======== Data for this task

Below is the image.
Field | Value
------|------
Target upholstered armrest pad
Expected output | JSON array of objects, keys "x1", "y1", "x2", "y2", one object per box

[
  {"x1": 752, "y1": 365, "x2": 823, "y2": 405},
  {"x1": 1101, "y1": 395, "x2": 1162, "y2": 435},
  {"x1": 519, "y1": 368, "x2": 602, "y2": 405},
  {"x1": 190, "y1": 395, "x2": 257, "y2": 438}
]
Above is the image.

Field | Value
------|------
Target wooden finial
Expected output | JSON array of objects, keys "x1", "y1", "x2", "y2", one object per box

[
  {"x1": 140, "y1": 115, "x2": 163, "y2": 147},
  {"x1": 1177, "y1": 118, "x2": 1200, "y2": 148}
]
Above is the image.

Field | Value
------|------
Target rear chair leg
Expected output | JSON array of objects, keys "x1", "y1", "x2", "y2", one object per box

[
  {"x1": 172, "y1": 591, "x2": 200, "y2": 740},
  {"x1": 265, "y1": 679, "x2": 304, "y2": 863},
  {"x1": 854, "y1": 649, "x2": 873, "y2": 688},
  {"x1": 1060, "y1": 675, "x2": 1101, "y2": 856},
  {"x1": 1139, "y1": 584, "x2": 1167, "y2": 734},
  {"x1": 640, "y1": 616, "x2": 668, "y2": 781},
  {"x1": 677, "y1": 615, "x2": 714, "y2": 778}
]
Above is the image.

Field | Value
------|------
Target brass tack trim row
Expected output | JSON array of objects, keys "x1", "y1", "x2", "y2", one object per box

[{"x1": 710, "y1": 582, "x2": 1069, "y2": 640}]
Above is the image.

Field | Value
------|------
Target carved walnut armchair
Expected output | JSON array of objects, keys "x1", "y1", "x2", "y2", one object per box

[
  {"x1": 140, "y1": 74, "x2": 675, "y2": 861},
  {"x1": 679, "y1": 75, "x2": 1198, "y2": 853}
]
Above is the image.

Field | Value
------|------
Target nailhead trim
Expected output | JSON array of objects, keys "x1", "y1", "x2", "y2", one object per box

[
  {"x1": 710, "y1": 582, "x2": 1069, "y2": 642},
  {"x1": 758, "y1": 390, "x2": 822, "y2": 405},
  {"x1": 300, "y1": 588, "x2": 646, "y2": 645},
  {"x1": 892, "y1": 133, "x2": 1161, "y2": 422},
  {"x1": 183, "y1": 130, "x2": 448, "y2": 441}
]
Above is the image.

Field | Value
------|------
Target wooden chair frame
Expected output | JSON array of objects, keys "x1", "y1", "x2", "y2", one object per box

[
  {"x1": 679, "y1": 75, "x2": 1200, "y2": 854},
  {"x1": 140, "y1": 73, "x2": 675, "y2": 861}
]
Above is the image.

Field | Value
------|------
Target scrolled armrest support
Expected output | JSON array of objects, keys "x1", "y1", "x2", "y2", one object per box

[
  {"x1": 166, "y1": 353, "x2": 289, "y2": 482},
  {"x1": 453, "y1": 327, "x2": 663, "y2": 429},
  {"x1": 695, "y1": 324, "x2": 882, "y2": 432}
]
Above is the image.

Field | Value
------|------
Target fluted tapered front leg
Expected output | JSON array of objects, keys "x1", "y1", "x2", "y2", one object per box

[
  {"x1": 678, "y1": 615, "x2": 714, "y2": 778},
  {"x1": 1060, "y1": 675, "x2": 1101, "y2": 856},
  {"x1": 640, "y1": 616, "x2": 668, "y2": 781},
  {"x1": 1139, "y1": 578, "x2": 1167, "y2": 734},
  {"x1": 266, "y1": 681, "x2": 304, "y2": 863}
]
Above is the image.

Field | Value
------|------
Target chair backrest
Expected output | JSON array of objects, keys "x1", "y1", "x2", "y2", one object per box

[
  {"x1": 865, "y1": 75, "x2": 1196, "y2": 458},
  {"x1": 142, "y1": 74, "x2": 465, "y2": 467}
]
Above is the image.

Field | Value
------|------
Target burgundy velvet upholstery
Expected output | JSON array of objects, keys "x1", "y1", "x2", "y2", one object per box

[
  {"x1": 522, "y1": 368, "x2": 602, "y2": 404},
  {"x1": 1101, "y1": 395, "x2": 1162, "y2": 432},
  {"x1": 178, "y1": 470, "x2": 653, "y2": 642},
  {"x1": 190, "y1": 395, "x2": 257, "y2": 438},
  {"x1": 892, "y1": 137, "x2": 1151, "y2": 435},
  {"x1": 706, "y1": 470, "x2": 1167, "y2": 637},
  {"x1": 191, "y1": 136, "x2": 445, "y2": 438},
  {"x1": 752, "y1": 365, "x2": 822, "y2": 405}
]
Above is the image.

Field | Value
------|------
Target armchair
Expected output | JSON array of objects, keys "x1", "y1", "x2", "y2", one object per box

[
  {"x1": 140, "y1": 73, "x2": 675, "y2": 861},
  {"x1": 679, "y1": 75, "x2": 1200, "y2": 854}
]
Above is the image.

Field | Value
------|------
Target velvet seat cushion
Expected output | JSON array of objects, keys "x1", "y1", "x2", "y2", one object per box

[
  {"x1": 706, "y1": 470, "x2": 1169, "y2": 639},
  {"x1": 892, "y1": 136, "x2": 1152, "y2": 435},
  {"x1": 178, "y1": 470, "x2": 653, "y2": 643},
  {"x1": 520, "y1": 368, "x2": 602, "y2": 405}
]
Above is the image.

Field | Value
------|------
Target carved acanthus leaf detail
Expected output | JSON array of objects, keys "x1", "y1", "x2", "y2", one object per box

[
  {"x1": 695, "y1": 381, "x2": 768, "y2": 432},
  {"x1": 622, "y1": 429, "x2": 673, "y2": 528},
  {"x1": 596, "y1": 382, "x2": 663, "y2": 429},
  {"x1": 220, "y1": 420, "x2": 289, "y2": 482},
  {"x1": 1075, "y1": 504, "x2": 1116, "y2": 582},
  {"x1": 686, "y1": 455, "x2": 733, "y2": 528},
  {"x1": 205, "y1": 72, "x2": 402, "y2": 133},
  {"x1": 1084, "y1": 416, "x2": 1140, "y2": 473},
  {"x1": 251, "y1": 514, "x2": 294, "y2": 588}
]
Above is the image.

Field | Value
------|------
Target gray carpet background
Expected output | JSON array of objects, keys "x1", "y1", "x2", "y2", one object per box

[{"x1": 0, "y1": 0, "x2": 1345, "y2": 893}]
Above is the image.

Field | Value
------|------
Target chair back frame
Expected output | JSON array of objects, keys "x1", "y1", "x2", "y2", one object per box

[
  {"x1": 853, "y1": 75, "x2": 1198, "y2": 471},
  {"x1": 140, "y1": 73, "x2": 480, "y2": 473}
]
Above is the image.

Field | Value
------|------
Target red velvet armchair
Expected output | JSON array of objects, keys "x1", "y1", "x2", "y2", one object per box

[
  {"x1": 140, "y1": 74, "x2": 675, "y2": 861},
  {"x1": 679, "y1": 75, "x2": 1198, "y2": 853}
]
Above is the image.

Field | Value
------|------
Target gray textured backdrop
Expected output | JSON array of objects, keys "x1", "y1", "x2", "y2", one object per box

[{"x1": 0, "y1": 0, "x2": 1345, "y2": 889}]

================

Objective:
Gather every line from the items above that contains the string "trim".

Problem solution:
Target brass tack trim row
Target nailhead trim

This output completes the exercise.